:: Exercise description ::
Can you pull out, word for word, the lines from the start of the entries through the line containing "# result is", both included?

:: Excerpted records ::
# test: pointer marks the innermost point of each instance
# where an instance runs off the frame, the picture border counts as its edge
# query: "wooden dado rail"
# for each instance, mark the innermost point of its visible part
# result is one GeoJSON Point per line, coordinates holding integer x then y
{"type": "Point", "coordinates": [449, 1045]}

:: Full answer ::
# test: pointer marks the innermost point of each instance
# where an instance runs off the frame, the picture border counts as its edge
# query: "wooden dado rail"
# for each instance, mark the innermost point of its visible part
# result is one GeoJSON Point per line, coordinates holding integer x then y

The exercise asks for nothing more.